Write out all of the data below word for word, but leave out the pictures.

Start of INPUT MATERIAL

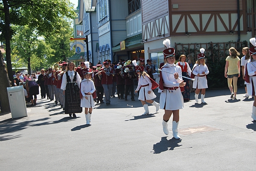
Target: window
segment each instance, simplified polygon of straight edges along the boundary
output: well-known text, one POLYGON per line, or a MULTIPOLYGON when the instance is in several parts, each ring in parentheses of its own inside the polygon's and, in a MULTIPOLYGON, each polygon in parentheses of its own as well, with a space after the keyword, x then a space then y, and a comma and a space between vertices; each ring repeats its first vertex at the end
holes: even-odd
POLYGON ((101 20, 107 16, 107 0, 99 1, 99 20, 101 20))
POLYGON ((128 12, 130 14, 140 8, 140 0, 128 0, 128 12))
POLYGON ((84 32, 88 31, 89 30, 89 14, 88 13, 84 13, 84 32))
POLYGON ((76 36, 83 36, 84 32, 83 31, 83 26, 79 25, 76 26, 76 36))

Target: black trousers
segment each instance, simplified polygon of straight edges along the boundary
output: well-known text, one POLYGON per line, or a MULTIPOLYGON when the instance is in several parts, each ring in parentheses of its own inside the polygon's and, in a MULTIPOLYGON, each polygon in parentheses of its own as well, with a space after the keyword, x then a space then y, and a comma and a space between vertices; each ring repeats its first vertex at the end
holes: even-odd
POLYGON ((97 100, 98 101, 103 101, 103 94, 104 94, 104 89, 103 87, 96 87, 97 91, 97 100))
POLYGON ((117 88, 117 95, 120 96, 121 98, 123 98, 125 94, 125 84, 120 84, 116 86, 117 88))
POLYGON ((41 92, 41 98, 43 98, 45 97, 46 91, 45 91, 44 85, 41 85, 41 84, 40 84, 40 92, 41 92))
POLYGON ((125 85, 125 97, 127 98, 128 95, 128 92, 129 90, 131 92, 131 99, 134 99, 134 84, 132 85, 125 85))
POLYGON ((47 97, 50 98, 49 89, 48 89, 48 85, 44 85, 44 88, 45 88, 45 93, 46 93, 46 95, 47 95, 47 97))

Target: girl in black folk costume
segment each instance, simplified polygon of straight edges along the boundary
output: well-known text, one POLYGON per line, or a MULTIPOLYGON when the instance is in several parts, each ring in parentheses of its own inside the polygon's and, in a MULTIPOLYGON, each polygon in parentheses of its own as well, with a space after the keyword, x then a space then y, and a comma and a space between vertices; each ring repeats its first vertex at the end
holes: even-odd
POLYGON ((69 114, 70 117, 73 114, 73 117, 76 118, 75 113, 82 112, 79 88, 81 82, 79 74, 75 70, 74 63, 68 62, 62 77, 61 89, 63 90, 65 95, 65 114, 69 114))
POLYGON ((81 81, 80 86, 81 93, 80 98, 81 99, 81 107, 85 108, 84 113, 87 125, 90 124, 91 121, 93 108, 95 107, 93 93, 96 90, 93 81, 91 79, 92 73, 90 71, 89 68, 86 68, 84 70, 84 79, 81 81))
MULTIPOLYGON (((179 62, 176 63, 176 65, 179 65, 181 68, 181 72, 183 76, 187 77, 190 77, 191 75, 191 69, 189 67, 189 64, 185 62, 186 56, 181 55, 180 56, 179 62)), ((189 80, 183 78, 184 82, 186 82, 186 85, 184 87, 184 90, 181 92, 184 100, 189 101, 190 99, 190 90, 189 87, 189 80)))
POLYGON ((138 90, 141 89, 138 99, 141 101, 145 110, 145 112, 142 115, 149 114, 148 106, 146 104, 146 102, 156 107, 156 112, 157 112, 159 110, 160 104, 152 99, 157 97, 152 89, 155 89, 157 88, 158 84, 150 78, 149 76, 145 72, 143 71, 144 68, 143 66, 137 66, 135 67, 136 73, 139 76, 138 87, 135 90, 135 93, 137 93, 138 90), (154 85, 153 85, 153 84, 154 85))

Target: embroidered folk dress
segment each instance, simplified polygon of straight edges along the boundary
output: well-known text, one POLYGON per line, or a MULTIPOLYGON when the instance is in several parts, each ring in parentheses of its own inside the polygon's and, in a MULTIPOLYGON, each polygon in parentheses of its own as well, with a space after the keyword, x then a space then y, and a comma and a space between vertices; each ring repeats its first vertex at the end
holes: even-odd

End of INPUT MATERIAL

**FINAL ANSWER**
Target: window
segment each instance, simplified polygon of straight edges along the boundary
output: well-known text, one POLYGON per line, or a MULTIPOLYGON when the instance is in several parts, each ring in parentheses of its own inside the polygon's and, in a MULTIPOLYGON, each polygon in parentheses of its own as well, with a space after the keyword, x then a space then y, and a comma and a space between vertices; each ring repeats its first vertex at the end
holes: even-odd
POLYGON ((101 20, 107 16, 107 0, 99 1, 99 20, 101 20))
POLYGON ((128 12, 130 14, 140 8, 140 0, 128 0, 128 12))
POLYGON ((84 32, 88 31, 89 30, 89 14, 88 13, 84 13, 84 32))
POLYGON ((76 36, 83 36, 84 32, 83 31, 83 26, 79 25, 76 26, 76 36))

Target: black trousers
segment each instance, simplified polygon of straight edges along the boundary
output: well-known text, one POLYGON per line, or a MULTIPOLYGON when the instance is in several parts, each ring in parentheses of its own inside the polygon's and, in a MULTIPOLYGON, each polygon in parentheses of its own as well, with a space after the keyword, x then a space then y, and a comma and a space between vertices; each ring repeats its first vertex at the end
holes: even-odd
POLYGON ((97 100, 98 101, 103 101, 103 94, 104 94, 104 89, 103 87, 96 87, 97 91, 97 100))
POLYGON ((117 88, 117 95, 120 96, 121 98, 123 98, 125 94, 125 84, 120 84, 116 86, 117 88))
POLYGON ((41 92, 41 98, 43 98, 45 97, 46 91, 45 91, 44 85, 41 85, 41 84, 40 84, 40 92, 41 92))
POLYGON ((125 85, 125 97, 127 98, 128 95, 128 92, 129 90, 131 92, 131 99, 134 99, 134 84, 132 85, 125 85))
POLYGON ((47 97, 50 98, 49 89, 48 89, 48 85, 44 85, 44 88, 45 88, 45 93, 46 93, 46 95, 47 95, 47 97))

Target: girl in black folk costume
segment each instance, simplified polygon of straight edges along the boundary
output: well-known text, one POLYGON per line, or a MULTIPOLYGON when the instance is in several parts, each ring in parentheses of its own inside the polygon's and, in a MULTIPOLYGON, each polygon in parentheses of its own as well, with a space after the keyword, x then a space then y, and a comma and a space between vertices; each ring repeats its first vertex at the end
holes: even-odd
POLYGON ((69 114, 70 117, 73 114, 73 117, 76 118, 75 113, 82 112, 79 88, 81 82, 79 74, 75 70, 74 63, 68 62, 62 77, 61 89, 63 90, 65 95, 65 114, 69 114))
POLYGON ((81 81, 80 86, 81 93, 80 98, 81 99, 81 107, 85 108, 84 113, 87 125, 90 124, 91 121, 93 108, 95 107, 93 93, 96 90, 93 81, 91 79, 92 73, 90 71, 89 68, 86 68, 84 70, 84 79, 81 81))
MULTIPOLYGON (((179 62, 176 63, 176 65, 179 65, 181 68, 181 72, 183 76, 187 77, 190 77, 191 75, 191 69, 189 67, 189 64, 185 62, 186 56, 181 55, 180 56, 179 62)), ((189 80, 183 78, 184 82, 186 82, 186 85, 184 87, 184 90, 181 92, 184 100, 189 101, 190 99, 190 90, 189 87, 189 80)))
POLYGON ((138 90, 141 89, 138 99, 141 101, 145 110, 145 112, 142 115, 149 114, 148 106, 146 104, 146 102, 156 107, 156 112, 157 112, 159 110, 160 104, 152 99, 157 97, 152 89, 155 89, 157 88, 158 84, 150 78, 149 76, 145 72, 143 71, 144 68, 143 66, 137 66, 135 67, 136 73, 139 76, 138 87, 135 90, 135 93, 137 93, 138 90), (154 85, 153 85, 153 84, 154 85))

Target: embroidered folk dress
segment each instance, simplified polygon of straight edges along the boundary
output: well-known text, one POLYGON per line, or a MULTIPOLYGON when the instance is in several parts, each ring in parentheses of its own inside the polygon's and, in a MULTIPOLYGON, each polygon in parentheses of its own as well, with a space after the keyword, x then a space then y, and a comma and a space between vertices; each ring repeats its first vertex at the end
holes: even-odd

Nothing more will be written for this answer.